■ **TASK TO CARRY OUT**
Repeat, word for word, the part of the items that opens with the line containing "Each instance of the blue" and closes with the line containing "[[173, 490]]", both of those lines included.

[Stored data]
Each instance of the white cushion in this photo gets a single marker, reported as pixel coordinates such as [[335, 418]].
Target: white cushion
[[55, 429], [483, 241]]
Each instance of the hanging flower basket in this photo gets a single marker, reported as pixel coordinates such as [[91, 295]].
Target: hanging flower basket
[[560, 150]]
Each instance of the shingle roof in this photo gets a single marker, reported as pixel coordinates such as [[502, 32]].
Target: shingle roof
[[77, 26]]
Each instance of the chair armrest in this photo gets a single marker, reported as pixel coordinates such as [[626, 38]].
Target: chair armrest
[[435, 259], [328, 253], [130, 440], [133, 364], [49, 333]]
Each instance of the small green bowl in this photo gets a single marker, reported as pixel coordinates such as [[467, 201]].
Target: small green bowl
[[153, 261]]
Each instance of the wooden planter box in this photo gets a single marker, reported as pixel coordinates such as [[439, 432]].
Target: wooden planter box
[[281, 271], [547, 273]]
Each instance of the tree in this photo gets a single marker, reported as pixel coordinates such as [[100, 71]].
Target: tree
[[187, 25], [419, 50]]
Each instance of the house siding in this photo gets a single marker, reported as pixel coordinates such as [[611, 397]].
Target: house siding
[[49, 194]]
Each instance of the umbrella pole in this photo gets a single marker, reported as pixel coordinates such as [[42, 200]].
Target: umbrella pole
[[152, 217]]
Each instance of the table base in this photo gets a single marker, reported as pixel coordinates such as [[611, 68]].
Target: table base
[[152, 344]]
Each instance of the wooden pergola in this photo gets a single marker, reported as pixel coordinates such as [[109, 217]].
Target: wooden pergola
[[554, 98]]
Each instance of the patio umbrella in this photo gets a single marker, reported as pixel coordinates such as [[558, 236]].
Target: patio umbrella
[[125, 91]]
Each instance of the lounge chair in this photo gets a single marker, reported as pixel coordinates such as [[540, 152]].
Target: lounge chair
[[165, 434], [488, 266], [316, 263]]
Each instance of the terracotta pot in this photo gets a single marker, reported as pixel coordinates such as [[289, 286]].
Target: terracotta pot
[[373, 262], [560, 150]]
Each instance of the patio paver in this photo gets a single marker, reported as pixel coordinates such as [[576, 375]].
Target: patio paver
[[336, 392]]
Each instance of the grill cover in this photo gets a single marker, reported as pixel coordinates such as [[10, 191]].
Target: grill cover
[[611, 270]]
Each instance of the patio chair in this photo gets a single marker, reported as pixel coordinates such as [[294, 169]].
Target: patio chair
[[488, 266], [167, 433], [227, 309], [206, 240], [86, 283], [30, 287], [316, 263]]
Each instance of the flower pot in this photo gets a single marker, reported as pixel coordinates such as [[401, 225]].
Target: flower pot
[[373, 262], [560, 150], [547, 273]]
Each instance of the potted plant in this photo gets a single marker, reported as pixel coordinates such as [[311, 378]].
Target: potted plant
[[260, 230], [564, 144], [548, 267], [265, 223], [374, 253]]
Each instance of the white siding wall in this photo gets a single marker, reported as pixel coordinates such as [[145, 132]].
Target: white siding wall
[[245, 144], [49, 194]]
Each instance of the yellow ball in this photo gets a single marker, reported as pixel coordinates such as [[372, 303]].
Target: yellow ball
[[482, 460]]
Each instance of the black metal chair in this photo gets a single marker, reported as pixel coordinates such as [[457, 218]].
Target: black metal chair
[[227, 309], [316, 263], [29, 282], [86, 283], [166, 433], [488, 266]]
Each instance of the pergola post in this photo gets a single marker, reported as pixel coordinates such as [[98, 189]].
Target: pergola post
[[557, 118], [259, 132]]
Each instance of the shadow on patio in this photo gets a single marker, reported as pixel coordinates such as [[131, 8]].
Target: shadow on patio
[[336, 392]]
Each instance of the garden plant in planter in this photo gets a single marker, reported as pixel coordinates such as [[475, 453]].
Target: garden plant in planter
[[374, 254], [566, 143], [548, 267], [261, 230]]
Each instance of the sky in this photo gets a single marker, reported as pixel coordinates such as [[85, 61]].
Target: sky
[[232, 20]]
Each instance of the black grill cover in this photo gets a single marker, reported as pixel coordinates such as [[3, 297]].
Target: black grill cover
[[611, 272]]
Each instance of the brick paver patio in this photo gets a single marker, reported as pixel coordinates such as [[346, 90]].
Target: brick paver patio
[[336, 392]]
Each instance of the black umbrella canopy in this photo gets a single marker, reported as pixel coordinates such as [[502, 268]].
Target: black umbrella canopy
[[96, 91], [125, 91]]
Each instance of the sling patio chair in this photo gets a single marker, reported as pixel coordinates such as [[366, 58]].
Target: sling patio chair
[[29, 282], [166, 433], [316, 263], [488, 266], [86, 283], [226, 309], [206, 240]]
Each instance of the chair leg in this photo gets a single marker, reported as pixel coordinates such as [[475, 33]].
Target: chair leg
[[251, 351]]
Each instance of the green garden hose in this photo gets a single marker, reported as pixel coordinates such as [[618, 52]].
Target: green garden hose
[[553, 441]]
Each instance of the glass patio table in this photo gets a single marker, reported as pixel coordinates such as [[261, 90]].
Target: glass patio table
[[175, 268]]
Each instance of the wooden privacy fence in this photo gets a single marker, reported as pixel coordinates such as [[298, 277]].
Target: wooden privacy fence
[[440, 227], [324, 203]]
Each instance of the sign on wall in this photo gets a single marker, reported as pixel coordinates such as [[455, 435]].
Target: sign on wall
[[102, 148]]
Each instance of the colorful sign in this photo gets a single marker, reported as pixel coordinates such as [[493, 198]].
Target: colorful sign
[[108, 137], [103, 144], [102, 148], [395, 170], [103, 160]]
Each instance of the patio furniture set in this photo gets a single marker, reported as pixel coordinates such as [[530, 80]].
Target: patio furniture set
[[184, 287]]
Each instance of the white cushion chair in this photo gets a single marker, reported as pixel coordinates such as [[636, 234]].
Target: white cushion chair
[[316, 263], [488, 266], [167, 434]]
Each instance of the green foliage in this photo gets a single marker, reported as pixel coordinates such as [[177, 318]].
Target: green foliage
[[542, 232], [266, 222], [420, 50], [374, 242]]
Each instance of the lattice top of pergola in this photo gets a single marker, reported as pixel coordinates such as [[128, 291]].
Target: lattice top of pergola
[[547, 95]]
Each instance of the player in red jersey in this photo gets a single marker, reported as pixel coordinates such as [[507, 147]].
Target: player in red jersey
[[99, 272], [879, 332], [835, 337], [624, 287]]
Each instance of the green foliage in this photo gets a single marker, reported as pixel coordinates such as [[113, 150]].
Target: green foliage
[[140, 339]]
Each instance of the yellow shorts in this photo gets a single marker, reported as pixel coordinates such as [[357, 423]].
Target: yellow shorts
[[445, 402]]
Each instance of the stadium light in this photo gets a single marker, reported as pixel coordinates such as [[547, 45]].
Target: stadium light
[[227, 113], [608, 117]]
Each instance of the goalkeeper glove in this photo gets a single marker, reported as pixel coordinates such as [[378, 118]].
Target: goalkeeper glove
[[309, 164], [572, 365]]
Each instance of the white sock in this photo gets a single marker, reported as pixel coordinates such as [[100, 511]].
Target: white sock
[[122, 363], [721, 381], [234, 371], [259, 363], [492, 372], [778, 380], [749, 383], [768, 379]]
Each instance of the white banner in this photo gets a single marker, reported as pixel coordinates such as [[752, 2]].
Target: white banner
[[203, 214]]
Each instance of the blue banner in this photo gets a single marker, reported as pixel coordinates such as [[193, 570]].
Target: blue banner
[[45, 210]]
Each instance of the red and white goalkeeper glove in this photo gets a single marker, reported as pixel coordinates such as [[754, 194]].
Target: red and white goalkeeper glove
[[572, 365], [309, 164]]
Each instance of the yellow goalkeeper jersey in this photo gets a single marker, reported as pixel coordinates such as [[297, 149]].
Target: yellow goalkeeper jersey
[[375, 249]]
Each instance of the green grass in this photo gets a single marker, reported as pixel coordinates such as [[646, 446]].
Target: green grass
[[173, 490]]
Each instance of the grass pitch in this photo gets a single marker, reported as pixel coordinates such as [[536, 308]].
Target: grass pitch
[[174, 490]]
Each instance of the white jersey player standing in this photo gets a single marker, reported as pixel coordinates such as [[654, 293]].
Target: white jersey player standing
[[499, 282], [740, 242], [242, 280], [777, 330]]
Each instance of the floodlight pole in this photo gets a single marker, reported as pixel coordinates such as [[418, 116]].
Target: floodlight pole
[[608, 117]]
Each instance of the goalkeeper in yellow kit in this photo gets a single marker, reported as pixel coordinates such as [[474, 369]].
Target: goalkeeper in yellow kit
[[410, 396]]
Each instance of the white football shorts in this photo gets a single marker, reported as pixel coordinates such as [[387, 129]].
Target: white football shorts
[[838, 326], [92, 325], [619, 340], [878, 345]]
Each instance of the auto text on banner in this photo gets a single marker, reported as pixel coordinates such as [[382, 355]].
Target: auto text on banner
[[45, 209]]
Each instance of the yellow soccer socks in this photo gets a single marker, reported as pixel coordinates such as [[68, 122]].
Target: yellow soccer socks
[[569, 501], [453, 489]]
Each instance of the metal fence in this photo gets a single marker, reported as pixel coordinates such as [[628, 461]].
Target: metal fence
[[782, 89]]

■ **ANSWER TO THIS PROBLEM**
Each instance of the blue banner in this photo gets a single marker, reported as pixel coordinates such as [[193, 570]].
Target: blue banner
[[45, 210]]
Each instance of the red and white goalkeeper glove in this photo gets a single marker, reported as pixel coordinates such as [[754, 194]].
Target: red and white goalkeeper glove
[[572, 365], [309, 164]]
Each instance of the yellow goalkeeper jersey in this photo gets a single marker, reported as pixel coordinates such as [[297, 149]].
Target: yellow goalkeeper jersey
[[375, 249]]
Each instance of the green grass in this photo gets a single marker, reported as pixel coordinates such as [[646, 446]].
Target: green grass
[[173, 490]]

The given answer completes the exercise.